• _Your task_
As the answer, set down the lines below from the one containing "Target: snow covered mountain" through the one containing "If you could tag each instance of the green lawn", exactly and inclusively, and no others.

• _Provided records_

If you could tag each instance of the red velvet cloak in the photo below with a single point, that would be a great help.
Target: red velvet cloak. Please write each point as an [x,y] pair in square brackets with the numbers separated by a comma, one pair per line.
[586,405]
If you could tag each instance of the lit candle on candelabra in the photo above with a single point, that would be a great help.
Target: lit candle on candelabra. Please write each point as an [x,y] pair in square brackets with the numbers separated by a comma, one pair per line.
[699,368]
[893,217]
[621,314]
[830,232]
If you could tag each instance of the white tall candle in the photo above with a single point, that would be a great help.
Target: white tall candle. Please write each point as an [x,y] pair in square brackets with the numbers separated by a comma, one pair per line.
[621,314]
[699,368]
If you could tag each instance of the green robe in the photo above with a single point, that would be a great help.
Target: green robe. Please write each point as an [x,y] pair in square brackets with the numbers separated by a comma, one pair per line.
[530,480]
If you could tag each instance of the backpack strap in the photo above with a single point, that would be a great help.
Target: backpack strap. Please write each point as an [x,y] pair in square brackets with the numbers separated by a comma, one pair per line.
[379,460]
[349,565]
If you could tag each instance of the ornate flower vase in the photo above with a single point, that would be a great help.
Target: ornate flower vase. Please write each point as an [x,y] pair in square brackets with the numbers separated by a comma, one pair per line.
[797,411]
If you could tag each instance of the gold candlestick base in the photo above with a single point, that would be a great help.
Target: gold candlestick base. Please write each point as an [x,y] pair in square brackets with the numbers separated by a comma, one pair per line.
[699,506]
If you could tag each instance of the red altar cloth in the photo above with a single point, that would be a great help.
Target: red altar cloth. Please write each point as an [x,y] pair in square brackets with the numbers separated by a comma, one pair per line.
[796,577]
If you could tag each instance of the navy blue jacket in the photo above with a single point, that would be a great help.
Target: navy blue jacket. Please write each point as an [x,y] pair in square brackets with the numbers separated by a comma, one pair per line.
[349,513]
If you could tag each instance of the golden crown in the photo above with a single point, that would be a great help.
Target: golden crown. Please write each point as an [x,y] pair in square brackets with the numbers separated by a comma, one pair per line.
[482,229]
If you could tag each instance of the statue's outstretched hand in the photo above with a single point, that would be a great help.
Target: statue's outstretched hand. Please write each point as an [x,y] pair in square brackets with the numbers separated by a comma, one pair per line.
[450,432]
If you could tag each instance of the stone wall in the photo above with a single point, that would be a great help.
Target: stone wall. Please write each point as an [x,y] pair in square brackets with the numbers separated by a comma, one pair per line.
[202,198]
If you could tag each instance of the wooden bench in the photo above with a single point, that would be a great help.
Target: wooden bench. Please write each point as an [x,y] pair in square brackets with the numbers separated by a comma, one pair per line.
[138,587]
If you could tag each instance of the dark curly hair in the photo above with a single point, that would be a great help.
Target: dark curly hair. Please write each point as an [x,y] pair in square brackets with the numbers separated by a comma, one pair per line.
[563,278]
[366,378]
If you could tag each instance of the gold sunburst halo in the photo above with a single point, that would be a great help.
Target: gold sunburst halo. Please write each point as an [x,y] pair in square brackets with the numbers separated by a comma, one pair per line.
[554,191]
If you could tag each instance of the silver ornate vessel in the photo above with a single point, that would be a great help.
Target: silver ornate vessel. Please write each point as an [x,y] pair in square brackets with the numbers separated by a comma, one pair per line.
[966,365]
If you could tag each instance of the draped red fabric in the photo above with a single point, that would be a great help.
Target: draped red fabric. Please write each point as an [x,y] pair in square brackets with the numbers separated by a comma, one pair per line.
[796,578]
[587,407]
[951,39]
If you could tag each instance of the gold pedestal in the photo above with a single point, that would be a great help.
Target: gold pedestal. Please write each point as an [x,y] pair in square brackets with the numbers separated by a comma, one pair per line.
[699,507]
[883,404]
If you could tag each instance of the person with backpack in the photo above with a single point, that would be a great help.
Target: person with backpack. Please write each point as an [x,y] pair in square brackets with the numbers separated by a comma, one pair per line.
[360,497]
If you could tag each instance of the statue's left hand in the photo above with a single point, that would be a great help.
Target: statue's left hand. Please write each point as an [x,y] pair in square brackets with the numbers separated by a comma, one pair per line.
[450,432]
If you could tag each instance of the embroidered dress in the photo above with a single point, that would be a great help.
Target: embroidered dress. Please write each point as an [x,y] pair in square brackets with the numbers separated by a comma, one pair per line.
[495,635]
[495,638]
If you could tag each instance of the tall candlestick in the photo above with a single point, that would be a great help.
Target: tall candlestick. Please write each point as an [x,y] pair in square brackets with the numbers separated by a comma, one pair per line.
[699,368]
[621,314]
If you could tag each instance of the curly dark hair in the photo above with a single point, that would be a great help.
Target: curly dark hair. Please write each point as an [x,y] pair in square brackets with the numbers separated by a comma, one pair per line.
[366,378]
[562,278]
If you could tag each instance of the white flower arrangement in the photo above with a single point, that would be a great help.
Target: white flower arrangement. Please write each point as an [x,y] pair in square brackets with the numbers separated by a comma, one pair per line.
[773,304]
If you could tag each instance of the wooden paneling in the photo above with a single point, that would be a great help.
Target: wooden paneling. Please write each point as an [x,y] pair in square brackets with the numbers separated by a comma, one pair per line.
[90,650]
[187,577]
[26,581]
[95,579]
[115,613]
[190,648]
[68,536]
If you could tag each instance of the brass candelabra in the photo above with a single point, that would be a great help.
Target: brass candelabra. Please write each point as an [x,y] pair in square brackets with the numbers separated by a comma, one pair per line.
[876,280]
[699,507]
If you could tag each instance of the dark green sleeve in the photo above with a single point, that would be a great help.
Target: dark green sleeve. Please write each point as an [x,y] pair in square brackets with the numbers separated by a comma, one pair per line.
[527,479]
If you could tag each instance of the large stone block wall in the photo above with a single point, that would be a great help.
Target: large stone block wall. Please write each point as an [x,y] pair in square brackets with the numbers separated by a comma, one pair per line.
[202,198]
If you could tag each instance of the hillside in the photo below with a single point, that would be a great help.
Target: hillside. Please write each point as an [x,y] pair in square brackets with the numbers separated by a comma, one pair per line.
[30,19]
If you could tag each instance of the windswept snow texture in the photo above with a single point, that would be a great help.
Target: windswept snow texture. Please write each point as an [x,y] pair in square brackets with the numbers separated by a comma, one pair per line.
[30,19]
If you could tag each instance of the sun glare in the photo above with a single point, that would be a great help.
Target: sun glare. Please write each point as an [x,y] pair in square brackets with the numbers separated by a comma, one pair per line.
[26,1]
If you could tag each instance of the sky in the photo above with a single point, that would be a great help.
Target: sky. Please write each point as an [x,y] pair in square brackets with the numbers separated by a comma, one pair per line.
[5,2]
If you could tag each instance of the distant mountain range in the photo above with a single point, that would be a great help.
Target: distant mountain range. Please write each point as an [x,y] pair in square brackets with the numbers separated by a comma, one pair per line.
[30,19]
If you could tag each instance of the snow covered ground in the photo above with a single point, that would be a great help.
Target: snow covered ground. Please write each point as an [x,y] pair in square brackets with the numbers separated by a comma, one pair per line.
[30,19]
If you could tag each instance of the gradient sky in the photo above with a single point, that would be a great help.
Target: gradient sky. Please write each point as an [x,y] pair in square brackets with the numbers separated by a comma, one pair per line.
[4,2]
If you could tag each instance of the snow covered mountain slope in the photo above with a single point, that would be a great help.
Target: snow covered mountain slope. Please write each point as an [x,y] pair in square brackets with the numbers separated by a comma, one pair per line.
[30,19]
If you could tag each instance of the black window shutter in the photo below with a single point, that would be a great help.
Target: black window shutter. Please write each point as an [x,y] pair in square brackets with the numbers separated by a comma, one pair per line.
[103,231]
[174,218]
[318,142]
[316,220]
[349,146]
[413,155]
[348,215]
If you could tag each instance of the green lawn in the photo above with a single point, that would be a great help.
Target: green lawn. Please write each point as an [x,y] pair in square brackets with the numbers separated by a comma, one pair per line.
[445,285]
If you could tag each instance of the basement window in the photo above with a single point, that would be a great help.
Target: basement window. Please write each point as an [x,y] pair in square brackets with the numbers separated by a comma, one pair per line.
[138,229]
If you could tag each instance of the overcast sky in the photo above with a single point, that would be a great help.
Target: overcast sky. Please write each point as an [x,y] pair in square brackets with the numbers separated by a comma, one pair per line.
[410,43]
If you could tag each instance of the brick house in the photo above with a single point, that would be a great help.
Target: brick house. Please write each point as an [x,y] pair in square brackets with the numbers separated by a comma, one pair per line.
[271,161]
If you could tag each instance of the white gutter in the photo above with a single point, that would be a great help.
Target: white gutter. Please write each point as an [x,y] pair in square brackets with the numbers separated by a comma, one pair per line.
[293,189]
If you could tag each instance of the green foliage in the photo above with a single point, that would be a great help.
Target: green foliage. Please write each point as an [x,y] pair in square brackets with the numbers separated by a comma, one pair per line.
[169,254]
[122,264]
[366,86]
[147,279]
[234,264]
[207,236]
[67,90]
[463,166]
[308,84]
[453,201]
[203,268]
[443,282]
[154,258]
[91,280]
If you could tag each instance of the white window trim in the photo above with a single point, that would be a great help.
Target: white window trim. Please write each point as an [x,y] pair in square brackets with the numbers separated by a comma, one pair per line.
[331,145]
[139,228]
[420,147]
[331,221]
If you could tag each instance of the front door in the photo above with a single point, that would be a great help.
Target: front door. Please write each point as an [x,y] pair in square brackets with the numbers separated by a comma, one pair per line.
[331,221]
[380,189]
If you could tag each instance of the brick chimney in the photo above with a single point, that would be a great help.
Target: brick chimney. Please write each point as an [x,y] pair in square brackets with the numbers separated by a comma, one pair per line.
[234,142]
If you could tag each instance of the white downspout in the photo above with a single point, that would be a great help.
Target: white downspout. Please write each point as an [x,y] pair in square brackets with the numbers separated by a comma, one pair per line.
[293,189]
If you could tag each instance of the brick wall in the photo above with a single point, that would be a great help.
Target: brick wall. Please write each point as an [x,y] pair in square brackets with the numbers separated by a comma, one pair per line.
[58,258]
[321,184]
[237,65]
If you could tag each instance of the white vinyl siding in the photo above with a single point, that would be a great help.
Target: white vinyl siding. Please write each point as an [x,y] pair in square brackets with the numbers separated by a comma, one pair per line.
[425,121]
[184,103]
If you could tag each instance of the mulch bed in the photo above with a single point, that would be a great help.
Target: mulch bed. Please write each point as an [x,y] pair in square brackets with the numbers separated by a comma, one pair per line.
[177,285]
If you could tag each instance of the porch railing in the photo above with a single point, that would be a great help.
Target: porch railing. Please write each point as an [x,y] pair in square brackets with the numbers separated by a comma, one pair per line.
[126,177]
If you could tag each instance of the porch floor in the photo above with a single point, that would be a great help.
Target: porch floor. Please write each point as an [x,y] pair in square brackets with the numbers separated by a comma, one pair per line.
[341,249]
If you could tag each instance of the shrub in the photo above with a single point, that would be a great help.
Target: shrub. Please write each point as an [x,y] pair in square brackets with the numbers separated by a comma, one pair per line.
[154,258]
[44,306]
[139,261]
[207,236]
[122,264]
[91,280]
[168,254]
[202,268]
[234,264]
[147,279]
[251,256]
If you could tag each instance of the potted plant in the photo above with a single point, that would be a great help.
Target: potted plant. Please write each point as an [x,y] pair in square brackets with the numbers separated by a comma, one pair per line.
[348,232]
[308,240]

• _Exercise output_
Target: snow covered mountain slope. Please write each point as an [x,y] pair in square brackets with the numbers separated by a comma, one pair per line.
[30,19]
If you could tag each instance of the black window shutter in the photo below with a single point, that would be a great help.
Target: black window shutter. Please write each point as an [x,y] pair in square brackets with the numbers separated by a comma, one pair per line.
[103,231]
[174,218]
[318,142]
[316,220]
[349,146]
[413,155]
[348,215]
If you could tag each instance of the green lawn in the photo above with a single point, that would be a great help.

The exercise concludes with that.